BEREITGESTELLTER TEXT:
* * *
Im Stuttgarter Westen gibts jetzt Heritage-Fashion für den Mann zu kaufen. Ein Besuch vor Ort zeigt: Wertschätzung von Materialien und Herstellungsweise wird dort gelebt.

Stuttgart - Auf schweren Holztischen liegen Jeans, an Eisenstangen, die an Baustellengerüste erinnern, hängen schwere Jacken. An der hohen Decke sind Lampen mit großen schwarzen Schirmen im Industriedesign angebracht, unter der langen Fensterfront mit Blick auf den Innenhof steht eine alte Holzbank, die Sebastian Stoll gerade frisch behandelt hat. Es riecht nach Leder, es riecht nach Jeans. Wertschätzung von Produkten, wird im Ciao Ragazzi groß geschrieben, das spürt man sofort, wenn man den neu eröffneten Store betritt.
* * *
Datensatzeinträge
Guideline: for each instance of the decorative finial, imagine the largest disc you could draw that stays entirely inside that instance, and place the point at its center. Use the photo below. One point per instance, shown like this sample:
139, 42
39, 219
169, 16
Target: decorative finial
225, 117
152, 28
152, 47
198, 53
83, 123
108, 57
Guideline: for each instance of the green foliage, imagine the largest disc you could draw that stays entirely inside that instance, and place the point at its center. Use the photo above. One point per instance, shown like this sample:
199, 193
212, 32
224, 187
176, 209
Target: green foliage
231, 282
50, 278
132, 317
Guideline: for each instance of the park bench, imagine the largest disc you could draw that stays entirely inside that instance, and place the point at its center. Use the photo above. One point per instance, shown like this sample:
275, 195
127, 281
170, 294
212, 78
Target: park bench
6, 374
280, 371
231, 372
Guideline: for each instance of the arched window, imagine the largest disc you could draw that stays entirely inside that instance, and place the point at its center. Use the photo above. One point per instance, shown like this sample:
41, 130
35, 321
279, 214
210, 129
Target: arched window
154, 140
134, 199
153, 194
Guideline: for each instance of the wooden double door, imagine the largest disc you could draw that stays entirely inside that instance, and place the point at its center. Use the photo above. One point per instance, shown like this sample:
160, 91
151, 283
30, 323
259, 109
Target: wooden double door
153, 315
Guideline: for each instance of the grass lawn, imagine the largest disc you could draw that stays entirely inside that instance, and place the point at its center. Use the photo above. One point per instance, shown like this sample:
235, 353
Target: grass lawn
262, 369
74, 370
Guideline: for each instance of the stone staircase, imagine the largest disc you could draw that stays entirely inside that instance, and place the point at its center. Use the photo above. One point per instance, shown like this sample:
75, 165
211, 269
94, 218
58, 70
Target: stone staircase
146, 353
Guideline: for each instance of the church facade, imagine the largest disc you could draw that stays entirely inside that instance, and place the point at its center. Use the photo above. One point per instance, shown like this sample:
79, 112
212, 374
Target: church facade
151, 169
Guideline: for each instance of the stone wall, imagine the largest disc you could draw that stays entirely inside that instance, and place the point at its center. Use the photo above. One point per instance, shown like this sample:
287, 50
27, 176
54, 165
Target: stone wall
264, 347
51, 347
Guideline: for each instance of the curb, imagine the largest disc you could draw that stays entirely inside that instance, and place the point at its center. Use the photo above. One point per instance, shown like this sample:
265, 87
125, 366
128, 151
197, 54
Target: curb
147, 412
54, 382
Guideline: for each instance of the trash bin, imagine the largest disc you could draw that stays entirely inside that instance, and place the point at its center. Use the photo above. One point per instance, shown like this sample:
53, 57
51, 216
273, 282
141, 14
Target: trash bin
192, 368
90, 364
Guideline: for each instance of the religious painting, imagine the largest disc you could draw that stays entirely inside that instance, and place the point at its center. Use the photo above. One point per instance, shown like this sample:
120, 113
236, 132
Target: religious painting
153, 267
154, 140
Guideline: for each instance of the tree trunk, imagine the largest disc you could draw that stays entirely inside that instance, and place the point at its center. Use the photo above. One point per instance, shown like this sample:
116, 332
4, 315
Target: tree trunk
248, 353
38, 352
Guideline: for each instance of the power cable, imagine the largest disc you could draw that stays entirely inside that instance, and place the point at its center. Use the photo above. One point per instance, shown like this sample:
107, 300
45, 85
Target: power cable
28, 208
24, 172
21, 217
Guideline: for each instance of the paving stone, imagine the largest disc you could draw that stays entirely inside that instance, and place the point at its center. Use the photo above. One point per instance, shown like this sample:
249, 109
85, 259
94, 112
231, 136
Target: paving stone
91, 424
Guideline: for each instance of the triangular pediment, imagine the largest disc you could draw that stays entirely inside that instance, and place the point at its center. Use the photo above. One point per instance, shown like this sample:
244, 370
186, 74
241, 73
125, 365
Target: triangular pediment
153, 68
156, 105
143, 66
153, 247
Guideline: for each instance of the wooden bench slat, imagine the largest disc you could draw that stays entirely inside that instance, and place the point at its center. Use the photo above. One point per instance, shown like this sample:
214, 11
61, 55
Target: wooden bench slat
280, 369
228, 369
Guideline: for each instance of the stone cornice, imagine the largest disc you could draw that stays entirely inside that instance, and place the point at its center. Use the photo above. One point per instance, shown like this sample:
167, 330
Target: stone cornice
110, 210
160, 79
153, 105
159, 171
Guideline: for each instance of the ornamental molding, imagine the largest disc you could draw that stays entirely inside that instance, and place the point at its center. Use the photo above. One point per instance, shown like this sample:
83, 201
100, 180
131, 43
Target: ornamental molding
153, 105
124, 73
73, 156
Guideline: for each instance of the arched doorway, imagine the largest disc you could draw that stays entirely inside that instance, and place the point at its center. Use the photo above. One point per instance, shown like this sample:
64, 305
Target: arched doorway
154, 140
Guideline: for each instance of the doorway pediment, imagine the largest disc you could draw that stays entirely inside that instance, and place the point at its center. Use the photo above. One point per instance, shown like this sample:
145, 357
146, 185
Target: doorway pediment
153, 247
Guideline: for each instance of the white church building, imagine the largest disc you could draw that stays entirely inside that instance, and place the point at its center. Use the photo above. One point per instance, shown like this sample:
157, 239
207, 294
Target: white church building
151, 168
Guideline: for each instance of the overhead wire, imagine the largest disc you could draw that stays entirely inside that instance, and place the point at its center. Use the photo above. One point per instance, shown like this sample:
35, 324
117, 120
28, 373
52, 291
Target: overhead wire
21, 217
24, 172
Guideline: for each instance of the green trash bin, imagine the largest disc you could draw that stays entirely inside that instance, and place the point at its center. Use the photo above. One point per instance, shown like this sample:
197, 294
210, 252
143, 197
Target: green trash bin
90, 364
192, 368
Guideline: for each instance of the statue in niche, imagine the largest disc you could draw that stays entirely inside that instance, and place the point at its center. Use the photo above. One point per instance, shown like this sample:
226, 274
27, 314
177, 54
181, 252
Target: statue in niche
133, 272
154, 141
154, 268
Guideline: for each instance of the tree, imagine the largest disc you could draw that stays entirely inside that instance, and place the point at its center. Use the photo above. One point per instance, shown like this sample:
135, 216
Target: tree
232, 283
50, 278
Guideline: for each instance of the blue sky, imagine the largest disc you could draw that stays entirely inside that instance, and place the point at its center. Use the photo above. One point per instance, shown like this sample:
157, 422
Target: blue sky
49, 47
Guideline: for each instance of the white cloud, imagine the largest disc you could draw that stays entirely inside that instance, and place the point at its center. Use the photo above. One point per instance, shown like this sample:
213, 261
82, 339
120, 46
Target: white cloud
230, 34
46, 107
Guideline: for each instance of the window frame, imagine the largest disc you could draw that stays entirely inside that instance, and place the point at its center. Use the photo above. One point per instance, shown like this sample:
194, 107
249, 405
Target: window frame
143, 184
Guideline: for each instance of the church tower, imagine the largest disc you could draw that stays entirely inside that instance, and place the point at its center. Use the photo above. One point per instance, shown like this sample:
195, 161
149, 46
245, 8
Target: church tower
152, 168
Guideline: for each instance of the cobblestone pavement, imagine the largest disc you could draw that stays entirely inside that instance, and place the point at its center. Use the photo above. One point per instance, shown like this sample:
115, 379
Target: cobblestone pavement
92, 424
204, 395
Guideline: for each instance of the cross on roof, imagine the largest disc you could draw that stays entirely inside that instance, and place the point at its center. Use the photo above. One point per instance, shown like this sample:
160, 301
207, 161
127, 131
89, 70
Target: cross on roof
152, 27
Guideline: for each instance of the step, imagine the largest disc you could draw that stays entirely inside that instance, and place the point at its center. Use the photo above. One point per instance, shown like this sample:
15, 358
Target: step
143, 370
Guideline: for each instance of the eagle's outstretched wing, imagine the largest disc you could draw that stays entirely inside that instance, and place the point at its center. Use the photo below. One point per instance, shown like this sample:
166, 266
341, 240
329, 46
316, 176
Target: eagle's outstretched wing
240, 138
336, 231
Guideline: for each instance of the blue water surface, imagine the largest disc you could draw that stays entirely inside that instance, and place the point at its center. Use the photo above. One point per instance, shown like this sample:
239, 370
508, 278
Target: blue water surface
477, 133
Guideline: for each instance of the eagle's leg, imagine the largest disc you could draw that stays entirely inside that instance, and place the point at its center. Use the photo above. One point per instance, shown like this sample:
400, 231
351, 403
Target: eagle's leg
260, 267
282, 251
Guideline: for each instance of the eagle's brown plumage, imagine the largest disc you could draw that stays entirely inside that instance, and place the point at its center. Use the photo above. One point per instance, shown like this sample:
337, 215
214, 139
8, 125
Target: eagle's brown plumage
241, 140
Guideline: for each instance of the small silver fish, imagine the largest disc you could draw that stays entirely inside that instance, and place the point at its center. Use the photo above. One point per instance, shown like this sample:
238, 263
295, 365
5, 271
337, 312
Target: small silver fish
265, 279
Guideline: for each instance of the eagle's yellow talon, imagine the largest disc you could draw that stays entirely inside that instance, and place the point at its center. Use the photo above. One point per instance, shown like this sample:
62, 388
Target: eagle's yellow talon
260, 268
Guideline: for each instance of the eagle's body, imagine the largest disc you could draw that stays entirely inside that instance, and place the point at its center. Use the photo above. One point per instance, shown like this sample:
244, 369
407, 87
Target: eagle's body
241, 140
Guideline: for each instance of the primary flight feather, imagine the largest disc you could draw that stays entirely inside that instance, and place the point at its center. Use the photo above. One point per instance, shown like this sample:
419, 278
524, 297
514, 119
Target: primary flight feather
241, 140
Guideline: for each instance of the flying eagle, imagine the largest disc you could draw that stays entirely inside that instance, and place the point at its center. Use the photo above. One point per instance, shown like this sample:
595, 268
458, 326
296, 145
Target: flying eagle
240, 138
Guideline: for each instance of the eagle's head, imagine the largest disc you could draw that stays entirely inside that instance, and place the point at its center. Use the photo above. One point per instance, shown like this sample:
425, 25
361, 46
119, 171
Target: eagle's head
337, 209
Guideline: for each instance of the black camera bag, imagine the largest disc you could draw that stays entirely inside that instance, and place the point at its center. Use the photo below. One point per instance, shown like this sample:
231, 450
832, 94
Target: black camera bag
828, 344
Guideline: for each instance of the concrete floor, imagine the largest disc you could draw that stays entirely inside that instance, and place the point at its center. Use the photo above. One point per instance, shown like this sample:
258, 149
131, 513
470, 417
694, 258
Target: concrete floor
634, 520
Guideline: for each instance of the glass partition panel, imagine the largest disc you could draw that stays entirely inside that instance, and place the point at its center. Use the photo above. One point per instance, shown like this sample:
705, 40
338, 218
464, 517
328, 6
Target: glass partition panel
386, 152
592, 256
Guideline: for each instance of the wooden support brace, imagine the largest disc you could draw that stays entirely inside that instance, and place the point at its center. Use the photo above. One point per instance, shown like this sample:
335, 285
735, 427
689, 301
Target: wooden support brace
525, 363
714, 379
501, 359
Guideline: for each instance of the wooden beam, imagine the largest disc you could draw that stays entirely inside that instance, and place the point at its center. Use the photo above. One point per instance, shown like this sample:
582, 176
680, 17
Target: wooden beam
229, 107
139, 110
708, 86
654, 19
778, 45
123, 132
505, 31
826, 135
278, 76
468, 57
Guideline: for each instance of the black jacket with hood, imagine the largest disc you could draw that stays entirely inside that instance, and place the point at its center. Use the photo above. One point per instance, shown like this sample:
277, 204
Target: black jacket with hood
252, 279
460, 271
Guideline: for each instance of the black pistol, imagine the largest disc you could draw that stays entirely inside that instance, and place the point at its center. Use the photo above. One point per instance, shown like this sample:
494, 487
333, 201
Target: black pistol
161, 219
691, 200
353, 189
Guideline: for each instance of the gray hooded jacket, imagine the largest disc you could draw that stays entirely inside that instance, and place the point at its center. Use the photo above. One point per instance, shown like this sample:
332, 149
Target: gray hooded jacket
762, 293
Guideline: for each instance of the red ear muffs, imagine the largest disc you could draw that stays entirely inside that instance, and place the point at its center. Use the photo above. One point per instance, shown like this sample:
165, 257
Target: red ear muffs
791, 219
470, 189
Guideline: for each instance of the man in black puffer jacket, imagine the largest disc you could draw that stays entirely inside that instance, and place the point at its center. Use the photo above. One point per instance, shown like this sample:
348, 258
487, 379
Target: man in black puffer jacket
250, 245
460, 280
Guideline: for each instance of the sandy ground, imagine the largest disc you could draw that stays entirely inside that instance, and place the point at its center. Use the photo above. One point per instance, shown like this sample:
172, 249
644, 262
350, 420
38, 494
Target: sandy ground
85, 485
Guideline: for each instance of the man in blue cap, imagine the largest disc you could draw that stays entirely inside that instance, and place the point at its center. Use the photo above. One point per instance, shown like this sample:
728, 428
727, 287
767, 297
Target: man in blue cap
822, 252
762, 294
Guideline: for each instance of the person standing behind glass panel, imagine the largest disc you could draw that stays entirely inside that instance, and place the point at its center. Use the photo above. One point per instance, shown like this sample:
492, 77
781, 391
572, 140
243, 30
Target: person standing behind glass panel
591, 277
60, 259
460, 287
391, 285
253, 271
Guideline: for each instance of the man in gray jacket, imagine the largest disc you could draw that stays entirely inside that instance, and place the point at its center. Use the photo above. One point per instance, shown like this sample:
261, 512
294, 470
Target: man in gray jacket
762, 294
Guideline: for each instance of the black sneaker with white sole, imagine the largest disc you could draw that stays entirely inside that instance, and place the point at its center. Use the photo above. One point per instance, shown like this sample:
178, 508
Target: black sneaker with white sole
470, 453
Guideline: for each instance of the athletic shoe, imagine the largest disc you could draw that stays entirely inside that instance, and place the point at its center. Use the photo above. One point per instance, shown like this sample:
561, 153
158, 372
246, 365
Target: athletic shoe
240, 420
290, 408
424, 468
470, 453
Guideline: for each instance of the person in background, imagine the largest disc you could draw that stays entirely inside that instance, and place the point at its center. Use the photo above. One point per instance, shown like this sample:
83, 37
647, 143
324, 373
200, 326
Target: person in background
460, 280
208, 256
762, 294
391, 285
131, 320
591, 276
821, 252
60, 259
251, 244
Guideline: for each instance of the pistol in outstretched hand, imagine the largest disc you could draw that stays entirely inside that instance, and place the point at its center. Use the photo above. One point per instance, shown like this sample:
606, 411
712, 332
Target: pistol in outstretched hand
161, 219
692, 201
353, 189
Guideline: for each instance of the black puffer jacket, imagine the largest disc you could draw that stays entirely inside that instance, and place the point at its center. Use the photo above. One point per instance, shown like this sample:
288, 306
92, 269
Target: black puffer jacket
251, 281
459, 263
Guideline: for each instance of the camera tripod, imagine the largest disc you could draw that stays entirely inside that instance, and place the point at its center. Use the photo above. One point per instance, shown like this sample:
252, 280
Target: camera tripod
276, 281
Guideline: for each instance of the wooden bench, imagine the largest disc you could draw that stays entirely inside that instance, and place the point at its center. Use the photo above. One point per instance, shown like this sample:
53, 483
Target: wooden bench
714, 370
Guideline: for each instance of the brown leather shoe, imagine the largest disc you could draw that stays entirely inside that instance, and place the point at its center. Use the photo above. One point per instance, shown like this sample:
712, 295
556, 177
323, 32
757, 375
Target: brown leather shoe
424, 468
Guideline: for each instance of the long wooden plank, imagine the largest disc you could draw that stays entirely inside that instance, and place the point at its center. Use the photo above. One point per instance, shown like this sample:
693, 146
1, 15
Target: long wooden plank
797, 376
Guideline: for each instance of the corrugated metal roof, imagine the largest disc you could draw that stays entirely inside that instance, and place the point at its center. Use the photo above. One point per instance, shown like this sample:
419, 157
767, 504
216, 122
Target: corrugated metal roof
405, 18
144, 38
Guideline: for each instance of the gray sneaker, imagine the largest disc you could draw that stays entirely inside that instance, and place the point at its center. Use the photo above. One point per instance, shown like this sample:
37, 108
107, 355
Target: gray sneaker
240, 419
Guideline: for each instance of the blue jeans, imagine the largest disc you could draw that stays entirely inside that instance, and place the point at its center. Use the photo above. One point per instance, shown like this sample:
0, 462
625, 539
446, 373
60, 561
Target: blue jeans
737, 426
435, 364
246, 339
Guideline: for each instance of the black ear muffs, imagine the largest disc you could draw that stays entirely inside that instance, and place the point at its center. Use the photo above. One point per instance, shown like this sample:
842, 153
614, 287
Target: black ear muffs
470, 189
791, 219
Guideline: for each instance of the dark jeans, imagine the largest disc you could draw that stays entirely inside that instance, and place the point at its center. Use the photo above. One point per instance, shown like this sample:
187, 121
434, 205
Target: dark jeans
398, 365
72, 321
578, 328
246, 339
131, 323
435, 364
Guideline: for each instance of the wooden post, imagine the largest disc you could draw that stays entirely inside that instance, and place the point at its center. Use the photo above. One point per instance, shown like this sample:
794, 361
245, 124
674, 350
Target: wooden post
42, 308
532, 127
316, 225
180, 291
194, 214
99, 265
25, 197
* * *
GEGEBENE AUFGABE A: Gib aus dem Text über den Laden Ciao Ragazzi die Stelle von „Im Stuttgarter Westen“ bis „eröffneten Store betritt.“ wortgetreu aus.
GEGEBENE AUFGABE B: Fasse im Text über den Laden Ciao Ragazzi den Absatz, der mit „Stuttgart - Auf schweren Holztischen“ beginnt, knapper zusammen und behalte dabei die wesentlichen Angaben bei.
Verwende ausschließlich den Text als Grundlage.

ERWARTETE AUSGABE A:
Im Stuttgarter Westen gibts jetzt Heritage-Fashion für den Mann zu kaufen. Ein Besuch vor Ort zeigt: Wertschätzung von Materialien und Herstellungsweise wird dort gelebt.

Stuttgart - Auf schweren Holztischen liegen Jeans, an Eisenstangen, die an Baustellengerüste erinnern, hängen schwere Jacken. An der hohen Decke sind Lampen mit großen schwarzen Schirmen im Industriedesign angebracht, unter der langen Fensterfront mit Blick auf den Innenhof steht eine alte Holzbank, die Sebastian Stoll gerade frisch behandelt hat. Es riecht nach Leder, es riecht nach Jeans. Wertschätzung von Produkten, wird im Ciao Ragazzi groß geschrieben, das spürt man sofort, wenn man den neu eröffneten Store betritt.

ERWARTETE AUSGABE B: Im neu eröffneten Store Ciao Ragazzi in Stuttgart liegen Jeans auf schweren Holztischen, und schwere Jacken hängen an Eisenstangen, die an Baustellengerüste erinnern. An der hohen Decke hängen Industrielampen mit großen schwarzen Schirmen. Unter der Fensterfront zum Innenhof steht eine alte Holzbank, die Sebastian Stoll frisch behandelt hat. Es riecht nach Leder und Jeans, und die Wertschätzung von Produkten ist sofort spürbar.